Data provided:
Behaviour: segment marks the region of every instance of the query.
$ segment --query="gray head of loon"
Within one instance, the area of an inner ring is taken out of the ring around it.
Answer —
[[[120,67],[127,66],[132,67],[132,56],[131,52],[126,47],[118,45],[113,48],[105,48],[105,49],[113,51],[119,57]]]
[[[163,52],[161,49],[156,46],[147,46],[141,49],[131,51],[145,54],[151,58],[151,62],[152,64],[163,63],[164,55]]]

...

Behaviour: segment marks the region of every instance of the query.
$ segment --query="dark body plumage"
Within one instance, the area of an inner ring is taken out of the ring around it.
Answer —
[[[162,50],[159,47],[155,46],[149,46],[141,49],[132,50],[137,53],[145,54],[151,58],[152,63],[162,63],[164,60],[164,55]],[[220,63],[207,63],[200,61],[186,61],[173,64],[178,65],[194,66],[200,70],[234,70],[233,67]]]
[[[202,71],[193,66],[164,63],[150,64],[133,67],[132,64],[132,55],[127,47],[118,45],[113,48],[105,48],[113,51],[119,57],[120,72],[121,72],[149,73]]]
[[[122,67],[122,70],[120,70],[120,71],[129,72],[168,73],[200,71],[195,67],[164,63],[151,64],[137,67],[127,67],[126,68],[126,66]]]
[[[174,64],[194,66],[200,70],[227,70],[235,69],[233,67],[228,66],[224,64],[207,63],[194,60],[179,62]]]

---

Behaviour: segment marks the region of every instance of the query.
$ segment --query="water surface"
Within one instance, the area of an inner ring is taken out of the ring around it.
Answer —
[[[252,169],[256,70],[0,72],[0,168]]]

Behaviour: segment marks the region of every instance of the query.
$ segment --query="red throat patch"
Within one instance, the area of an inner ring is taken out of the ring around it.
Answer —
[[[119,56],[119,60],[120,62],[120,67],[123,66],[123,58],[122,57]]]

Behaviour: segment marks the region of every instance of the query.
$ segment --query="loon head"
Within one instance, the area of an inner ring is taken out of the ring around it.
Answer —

What you are asked to do:
Pick out every line of the records that contains the string "head", and copy each one. Match case exactly.

Solution for this exercise:
$ segment --query="gray head of loon"
$ segment --query="loon head"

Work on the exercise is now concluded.